Find every line in the records below that contains the string "icon", and copy each of those lines in full. Matching is case-sensitive.
● ● ● ● ●
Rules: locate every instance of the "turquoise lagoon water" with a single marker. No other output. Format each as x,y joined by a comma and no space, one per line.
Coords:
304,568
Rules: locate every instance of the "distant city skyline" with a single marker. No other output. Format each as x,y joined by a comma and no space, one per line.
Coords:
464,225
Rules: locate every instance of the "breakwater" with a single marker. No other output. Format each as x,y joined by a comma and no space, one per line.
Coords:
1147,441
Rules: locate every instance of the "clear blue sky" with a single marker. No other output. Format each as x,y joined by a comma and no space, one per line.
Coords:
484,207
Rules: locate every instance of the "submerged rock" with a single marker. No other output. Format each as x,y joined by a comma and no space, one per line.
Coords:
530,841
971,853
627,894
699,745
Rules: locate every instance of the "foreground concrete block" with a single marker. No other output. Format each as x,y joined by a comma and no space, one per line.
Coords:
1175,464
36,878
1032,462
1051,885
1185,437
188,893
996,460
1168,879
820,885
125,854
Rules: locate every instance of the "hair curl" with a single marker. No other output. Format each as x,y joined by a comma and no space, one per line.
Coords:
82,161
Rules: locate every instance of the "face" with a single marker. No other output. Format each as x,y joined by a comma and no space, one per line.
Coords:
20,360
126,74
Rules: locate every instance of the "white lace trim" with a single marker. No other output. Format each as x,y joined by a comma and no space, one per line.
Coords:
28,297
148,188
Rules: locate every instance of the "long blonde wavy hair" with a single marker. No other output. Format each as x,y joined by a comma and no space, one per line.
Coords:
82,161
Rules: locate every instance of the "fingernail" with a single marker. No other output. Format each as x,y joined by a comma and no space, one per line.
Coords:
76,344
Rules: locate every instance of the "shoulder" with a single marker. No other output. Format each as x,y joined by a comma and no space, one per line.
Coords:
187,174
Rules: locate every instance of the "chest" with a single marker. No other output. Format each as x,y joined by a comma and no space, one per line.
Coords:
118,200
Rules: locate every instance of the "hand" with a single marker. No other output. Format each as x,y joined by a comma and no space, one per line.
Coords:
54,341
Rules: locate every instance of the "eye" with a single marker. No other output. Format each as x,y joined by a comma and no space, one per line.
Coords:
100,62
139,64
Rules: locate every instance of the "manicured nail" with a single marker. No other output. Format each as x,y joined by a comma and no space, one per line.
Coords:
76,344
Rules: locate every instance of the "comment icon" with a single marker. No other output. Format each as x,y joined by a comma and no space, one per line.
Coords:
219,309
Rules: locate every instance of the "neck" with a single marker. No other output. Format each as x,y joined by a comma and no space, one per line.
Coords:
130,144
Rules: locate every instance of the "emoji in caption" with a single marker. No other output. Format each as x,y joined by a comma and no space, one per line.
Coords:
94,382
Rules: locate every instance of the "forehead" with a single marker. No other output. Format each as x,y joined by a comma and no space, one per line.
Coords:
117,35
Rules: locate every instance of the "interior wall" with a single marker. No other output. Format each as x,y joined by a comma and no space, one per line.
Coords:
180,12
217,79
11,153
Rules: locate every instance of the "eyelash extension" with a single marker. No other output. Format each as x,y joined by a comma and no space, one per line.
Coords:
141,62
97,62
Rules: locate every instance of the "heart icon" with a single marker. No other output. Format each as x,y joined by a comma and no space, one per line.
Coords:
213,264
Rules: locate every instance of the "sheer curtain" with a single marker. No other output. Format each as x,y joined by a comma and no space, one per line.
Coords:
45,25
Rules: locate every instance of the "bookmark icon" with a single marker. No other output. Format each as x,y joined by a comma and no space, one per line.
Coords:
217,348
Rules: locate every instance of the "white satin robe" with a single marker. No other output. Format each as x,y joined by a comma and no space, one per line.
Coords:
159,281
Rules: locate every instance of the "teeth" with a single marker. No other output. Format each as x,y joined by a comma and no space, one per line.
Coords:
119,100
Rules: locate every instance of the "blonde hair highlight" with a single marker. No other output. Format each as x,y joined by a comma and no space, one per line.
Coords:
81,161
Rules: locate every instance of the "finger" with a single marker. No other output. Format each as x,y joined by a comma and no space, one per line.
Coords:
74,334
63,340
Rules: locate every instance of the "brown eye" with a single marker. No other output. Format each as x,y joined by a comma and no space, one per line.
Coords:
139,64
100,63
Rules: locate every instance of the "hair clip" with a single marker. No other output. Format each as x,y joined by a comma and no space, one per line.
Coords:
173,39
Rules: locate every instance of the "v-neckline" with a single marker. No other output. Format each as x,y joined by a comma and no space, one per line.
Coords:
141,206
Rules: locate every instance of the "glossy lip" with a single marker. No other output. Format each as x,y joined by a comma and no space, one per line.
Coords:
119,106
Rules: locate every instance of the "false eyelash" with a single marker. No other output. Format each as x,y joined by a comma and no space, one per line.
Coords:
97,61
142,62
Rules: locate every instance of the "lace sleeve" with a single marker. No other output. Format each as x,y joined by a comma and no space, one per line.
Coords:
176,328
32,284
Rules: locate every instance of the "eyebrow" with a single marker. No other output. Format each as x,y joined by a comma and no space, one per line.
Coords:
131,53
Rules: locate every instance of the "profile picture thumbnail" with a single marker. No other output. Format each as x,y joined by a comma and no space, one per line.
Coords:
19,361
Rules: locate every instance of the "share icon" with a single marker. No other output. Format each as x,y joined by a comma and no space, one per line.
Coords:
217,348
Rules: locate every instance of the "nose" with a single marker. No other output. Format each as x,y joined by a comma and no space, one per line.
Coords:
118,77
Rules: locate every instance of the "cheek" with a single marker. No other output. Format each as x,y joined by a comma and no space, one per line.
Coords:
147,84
● ● ● ● ●
(Response to the task)
Rules: locate every instance of the "comment icon" with a single marker. No other output. Format each as x,y joined by a comma and no space, one per line.
Rules: locate every instance of the "heart icon" with a single marker. No other output. Format each as x,y joined by a comma and no space, one per line.
Rules: locate every instance of the "bookmark icon" with a single marker. No other output. Format each as x,y joined by a comma and no space, one per line.
Rules: locate every instance of the "share icon" with a single marker. No other output. Format each as x,y joined by a comma and no space, one per line.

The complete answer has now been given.